▶ What to do:
Copy out everything in the data below, verbatim, from the line containing "Put a marker on every instance of the group" down to the final line.

▶ Raw records:

▼

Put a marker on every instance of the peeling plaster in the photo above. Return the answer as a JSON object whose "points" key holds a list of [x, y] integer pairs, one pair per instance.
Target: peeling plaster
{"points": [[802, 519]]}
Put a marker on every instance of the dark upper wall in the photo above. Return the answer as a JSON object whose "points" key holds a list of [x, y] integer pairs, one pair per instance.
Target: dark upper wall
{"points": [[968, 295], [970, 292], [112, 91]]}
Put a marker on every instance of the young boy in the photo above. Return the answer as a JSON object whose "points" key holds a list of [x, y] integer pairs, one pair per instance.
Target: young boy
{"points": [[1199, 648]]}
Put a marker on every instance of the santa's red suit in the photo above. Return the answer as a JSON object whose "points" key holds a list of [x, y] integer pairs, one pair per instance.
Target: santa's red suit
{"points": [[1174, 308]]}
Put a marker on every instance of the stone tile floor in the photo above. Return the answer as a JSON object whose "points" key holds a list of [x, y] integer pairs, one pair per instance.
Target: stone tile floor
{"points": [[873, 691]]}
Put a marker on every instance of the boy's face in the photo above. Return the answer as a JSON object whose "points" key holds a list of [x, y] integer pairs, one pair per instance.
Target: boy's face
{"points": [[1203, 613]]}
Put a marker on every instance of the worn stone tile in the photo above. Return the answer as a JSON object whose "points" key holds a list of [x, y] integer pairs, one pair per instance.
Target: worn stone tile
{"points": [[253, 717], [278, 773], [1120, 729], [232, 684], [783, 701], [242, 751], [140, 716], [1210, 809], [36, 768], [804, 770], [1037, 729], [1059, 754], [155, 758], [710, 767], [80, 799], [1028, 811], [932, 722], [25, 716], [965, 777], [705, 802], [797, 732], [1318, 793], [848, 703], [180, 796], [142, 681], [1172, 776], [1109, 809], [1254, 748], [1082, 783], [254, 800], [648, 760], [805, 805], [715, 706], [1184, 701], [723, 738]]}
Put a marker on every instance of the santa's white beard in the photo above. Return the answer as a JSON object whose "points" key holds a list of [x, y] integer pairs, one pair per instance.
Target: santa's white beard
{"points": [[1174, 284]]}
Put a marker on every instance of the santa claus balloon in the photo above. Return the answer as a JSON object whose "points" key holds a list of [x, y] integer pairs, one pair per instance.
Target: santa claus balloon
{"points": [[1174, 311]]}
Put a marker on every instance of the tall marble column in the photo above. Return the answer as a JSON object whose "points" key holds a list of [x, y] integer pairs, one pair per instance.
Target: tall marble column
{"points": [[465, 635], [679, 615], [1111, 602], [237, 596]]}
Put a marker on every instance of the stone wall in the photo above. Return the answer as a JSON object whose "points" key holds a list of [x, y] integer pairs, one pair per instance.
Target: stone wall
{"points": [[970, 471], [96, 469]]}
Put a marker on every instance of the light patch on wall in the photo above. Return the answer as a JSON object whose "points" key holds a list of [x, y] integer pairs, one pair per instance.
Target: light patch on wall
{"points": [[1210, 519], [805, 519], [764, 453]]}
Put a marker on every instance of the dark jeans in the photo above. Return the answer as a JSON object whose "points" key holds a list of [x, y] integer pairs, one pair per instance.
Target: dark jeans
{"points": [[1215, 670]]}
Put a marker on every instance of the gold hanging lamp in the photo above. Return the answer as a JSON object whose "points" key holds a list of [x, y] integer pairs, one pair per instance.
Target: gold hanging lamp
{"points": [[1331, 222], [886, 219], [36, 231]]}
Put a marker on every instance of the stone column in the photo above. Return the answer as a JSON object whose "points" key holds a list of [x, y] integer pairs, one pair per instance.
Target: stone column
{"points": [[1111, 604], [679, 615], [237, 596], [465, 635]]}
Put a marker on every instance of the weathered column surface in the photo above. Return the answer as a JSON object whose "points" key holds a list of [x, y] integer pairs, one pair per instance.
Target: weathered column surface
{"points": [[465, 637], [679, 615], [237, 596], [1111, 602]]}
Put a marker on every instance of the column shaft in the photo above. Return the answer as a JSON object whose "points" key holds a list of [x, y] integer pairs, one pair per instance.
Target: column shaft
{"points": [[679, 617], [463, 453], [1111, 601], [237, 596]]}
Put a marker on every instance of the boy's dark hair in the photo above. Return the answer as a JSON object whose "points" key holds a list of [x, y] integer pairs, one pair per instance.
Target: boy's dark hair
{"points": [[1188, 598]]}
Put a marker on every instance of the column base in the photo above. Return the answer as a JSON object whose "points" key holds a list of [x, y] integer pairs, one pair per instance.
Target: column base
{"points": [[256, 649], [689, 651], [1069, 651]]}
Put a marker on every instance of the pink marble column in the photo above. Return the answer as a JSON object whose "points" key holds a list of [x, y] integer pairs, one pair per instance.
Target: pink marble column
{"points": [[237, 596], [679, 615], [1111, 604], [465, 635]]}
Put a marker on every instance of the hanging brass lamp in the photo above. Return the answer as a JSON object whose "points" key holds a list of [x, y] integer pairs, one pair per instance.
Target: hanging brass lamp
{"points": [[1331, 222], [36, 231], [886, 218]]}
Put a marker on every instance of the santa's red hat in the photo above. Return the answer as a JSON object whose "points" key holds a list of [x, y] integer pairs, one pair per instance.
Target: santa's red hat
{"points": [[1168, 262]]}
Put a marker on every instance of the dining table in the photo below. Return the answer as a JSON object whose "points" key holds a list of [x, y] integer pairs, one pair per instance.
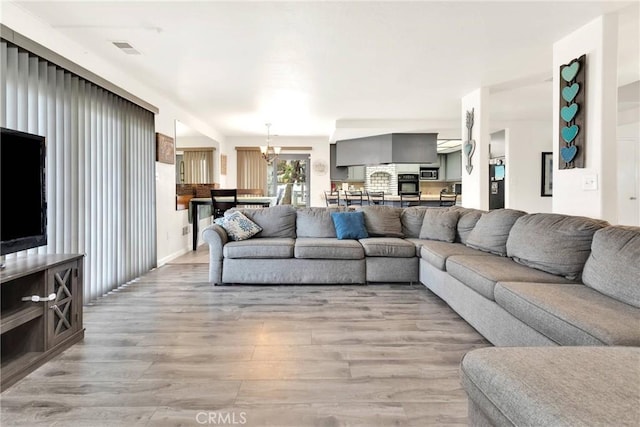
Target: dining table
{"points": [[196, 202]]}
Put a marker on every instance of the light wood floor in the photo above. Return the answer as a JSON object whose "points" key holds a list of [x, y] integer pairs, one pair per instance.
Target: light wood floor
{"points": [[172, 350]]}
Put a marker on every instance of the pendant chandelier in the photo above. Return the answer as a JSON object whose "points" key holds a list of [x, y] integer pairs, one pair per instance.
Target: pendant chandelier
{"points": [[269, 153]]}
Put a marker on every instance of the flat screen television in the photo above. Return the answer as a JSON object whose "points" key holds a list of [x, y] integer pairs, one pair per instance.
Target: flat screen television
{"points": [[23, 198]]}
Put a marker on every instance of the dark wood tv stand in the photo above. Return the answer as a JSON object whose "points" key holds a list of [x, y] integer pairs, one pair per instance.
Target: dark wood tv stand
{"points": [[34, 332]]}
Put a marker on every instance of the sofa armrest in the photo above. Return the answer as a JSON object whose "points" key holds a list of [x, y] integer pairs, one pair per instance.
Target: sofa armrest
{"points": [[216, 237]]}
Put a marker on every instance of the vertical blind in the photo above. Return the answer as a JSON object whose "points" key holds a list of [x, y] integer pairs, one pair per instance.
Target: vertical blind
{"points": [[100, 167], [252, 169]]}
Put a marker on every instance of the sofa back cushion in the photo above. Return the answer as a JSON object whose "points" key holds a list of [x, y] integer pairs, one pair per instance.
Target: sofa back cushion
{"points": [[439, 224], [492, 230], [411, 221], [467, 220], [316, 222], [276, 221], [382, 221], [555, 243], [613, 267]]}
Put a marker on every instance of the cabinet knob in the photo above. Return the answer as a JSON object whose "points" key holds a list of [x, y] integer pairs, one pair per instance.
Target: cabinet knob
{"points": [[36, 298]]}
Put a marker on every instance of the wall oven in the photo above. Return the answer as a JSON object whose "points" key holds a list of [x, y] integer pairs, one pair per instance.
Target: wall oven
{"points": [[428, 174], [408, 182]]}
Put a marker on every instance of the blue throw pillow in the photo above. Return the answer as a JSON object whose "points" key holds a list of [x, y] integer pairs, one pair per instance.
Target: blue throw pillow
{"points": [[349, 225]]}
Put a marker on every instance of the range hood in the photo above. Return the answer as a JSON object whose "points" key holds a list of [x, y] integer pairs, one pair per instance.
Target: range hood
{"points": [[388, 148]]}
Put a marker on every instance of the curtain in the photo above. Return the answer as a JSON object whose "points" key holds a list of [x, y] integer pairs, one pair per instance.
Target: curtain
{"points": [[198, 166], [252, 169], [100, 167]]}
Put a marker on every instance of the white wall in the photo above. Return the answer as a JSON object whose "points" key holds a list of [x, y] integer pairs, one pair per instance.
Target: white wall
{"points": [[524, 143], [171, 243], [319, 153], [598, 40], [476, 184]]}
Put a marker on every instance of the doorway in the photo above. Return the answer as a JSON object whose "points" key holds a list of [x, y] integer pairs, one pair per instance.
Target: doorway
{"points": [[290, 181], [628, 181]]}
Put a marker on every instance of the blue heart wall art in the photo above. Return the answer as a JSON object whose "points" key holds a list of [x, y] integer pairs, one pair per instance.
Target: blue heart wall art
{"points": [[568, 113], [572, 124], [568, 153], [569, 93]]}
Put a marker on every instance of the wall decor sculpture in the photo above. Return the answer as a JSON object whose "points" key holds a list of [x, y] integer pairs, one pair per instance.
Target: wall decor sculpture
{"points": [[469, 146], [572, 114]]}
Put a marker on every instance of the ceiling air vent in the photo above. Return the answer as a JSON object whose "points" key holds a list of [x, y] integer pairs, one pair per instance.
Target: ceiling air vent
{"points": [[126, 48]]}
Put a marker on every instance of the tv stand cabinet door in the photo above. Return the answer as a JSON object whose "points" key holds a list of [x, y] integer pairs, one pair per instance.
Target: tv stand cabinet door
{"points": [[65, 312]]}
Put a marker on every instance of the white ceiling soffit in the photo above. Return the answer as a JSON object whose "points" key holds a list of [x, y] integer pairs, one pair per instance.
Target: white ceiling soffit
{"points": [[305, 66]]}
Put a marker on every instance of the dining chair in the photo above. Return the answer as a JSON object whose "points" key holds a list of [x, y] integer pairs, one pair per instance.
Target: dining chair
{"points": [[331, 198], [448, 199], [410, 198], [223, 200], [352, 197], [375, 197]]}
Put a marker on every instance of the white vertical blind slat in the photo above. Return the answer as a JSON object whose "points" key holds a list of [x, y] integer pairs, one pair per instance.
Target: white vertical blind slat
{"points": [[100, 167]]}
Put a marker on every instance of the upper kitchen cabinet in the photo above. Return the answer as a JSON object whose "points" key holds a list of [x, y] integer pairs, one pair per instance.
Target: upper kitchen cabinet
{"points": [[408, 168], [453, 169], [356, 173], [336, 173]]}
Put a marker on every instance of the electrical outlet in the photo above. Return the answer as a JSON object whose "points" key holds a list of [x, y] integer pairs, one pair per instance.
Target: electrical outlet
{"points": [[590, 182]]}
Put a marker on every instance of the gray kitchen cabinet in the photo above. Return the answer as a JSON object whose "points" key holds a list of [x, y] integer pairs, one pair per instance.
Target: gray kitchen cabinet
{"points": [[356, 173], [408, 168]]}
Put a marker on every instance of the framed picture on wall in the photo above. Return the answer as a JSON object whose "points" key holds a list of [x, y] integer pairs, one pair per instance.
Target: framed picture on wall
{"points": [[165, 149], [546, 184]]}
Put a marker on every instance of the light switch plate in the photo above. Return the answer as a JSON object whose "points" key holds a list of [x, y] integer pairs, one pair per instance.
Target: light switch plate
{"points": [[590, 182]]}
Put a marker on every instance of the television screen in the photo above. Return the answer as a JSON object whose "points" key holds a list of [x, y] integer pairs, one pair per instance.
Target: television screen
{"points": [[23, 220]]}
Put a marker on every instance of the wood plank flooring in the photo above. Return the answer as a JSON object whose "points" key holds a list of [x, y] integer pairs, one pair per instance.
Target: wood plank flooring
{"points": [[171, 350]]}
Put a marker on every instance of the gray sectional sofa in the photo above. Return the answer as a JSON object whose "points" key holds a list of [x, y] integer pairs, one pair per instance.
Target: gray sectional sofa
{"points": [[519, 279], [300, 246], [544, 288]]}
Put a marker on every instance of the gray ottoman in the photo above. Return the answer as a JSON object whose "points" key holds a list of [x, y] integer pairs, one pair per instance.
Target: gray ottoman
{"points": [[553, 386]]}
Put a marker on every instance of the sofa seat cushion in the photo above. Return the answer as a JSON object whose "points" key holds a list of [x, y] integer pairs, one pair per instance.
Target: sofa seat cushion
{"points": [[491, 232], [571, 314], [554, 386], [266, 247], [327, 248], [482, 273], [382, 221], [392, 247], [612, 267], [411, 219], [276, 221], [316, 222], [562, 242], [417, 243], [436, 253]]}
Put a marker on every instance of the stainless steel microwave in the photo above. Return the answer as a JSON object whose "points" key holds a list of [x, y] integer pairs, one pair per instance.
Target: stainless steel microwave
{"points": [[428, 174]]}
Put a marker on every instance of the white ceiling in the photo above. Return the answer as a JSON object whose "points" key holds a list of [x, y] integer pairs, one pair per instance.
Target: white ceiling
{"points": [[304, 66]]}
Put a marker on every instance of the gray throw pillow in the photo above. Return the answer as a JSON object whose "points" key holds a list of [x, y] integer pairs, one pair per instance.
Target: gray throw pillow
{"points": [[555, 243], [613, 268], [439, 224], [492, 231], [276, 221], [382, 221]]}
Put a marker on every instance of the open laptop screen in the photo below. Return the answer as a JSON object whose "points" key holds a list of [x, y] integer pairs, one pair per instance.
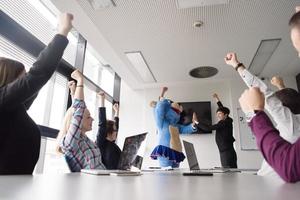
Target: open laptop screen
{"points": [[129, 156], [191, 155]]}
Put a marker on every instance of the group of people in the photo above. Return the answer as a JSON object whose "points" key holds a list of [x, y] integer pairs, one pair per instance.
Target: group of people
{"points": [[20, 136], [280, 146]]}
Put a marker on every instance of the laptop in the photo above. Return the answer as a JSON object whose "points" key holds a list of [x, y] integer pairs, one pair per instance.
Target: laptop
{"points": [[129, 157], [193, 162]]}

▲

▶ Exercise result:
Put a marker on every instance of the group of people in the photo above. Return the answer as a JSON object whose "points" key holds a list of [x, y] integer pairs, one pair per instance.
Target: group of people
{"points": [[20, 136], [280, 146]]}
Put a marker on every instance of the laptop in the photo above. Return the answer as a JSON object whose "points" key holds a list of [x, y] integer pairs, one pair per instance.
Target: laptop
{"points": [[129, 157], [193, 162]]}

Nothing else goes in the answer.